### Your goal:
Could you write out the records exactly as they are given?
[[ Material provided, beginning ]]
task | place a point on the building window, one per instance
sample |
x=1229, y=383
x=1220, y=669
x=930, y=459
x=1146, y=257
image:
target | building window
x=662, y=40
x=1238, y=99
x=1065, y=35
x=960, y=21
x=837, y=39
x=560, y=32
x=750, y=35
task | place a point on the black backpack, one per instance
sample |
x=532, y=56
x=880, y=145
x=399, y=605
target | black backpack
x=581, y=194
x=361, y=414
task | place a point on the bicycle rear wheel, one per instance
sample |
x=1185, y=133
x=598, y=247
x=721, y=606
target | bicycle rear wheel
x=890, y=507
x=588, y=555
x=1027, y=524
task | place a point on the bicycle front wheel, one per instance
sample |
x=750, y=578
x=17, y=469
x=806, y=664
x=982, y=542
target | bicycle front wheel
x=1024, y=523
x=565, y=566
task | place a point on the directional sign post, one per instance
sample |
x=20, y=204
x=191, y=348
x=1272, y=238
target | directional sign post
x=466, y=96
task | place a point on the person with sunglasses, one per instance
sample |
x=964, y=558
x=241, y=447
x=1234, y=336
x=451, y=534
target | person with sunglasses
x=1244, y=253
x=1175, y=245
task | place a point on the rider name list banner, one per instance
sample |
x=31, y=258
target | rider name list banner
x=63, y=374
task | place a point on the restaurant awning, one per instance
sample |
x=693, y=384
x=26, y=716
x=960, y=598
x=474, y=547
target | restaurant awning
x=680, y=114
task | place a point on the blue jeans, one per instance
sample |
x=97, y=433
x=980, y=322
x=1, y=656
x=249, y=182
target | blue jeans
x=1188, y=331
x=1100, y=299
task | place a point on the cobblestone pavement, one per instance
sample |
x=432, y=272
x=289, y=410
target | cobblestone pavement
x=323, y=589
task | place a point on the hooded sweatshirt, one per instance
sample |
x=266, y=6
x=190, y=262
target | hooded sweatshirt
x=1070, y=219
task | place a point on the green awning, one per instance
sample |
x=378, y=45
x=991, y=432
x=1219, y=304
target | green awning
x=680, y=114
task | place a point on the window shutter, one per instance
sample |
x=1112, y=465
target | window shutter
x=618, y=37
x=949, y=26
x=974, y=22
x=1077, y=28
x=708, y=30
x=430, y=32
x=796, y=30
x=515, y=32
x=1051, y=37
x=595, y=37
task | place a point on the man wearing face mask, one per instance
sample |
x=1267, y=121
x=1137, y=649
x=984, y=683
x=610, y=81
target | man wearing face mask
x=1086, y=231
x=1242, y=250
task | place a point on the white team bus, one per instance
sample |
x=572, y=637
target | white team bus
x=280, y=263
[[ Material provided, end ]]
### Your response:
task | place a point on the building window, one per instance
sample |
x=1229, y=383
x=1220, y=669
x=930, y=459
x=1146, y=257
image:
target | building window
x=662, y=40
x=1238, y=99
x=1065, y=35
x=960, y=21
x=837, y=39
x=560, y=32
x=750, y=35
task | place a point on the black backpack, one per instance
sample |
x=532, y=56
x=880, y=145
x=399, y=605
target | black backpack
x=581, y=194
x=361, y=414
task | place a point on the bicycle rear wheel, one per instance
sample |
x=1185, y=133
x=598, y=247
x=721, y=606
target | bicycle rear wheel
x=890, y=507
x=588, y=555
x=1027, y=524
task | place a point on the bicycle front wheel, one per instance
sample |
x=750, y=578
x=17, y=469
x=806, y=664
x=982, y=542
target | bicycle front wheel
x=1024, y=523
x=565, y=566
task | place a point on the directional sign post, one per instance
sample |
x=20, y=204
x=191, y=348
x=1272, y=238
target | directional sign post
x=466, y=96
task | place a point on the person with sunglasses, one per instance
sample |
x=964, y=558
x=241, y=447
x=1234, y=336
x=451, y=534
target | person with sunglasses
x=1244, y=253
x=1175, y=245
task | place a point on the rider name list banner, one per instance
sample |
x=31, y=258
target | rider name list banner
x=63, y=374
task | place a point on the restaurant awning, one per instance
sample |
x=693, y=384
x=26, y=716
x=960, y=598
x=474, y=547
target | restaurant awning
x=680, y=114
task | place a point on the blue jeans, one per instance
sample |
x=97, y=433
x=980, y=322
x=1, y=656
x=249, y=182
target | blue jeans
x=1188, y=331
x=1100, y=299
task | place a point on the cobblestone pavement, one per instance
sample |
x=432, y=272
x=289, y=410
target | cobblestone pavement
x=323, y=589
task | place a point on the hooded sweatshirt, one per instance
sample |
x=266, y=6
x=190, y=262
target | hooded sweatshirt
x=1070, y=219
task | place a point on the green awning, one per instance
sample |
x=378, y=45
x=991, y=432
x=1219, y=304
target | green awning
x=680, y=114
task | place a point on the window shutter, one per instance
sample |
x=1112, y=465
target | window shutter
x=618, y=37
x=949, y=26
x=974, y=22
x=1077, y=28
x=708, y=30
x=430, y=32
x=796, y=30
x=515, y=32
x=1051, y=37
x=595, y=37
task | place a point on the man wearing face mask, one per instance
sample |
x=1267, y=121
x=1137, y=649
x=984, y=683
x=610, y=81
target | man wearing face mask
x=1086, y=231
x=1242, y=250
task | place a point on the white team bus, one per instance
sample |
x=572, y=637
target | white team bus
x=280, y=263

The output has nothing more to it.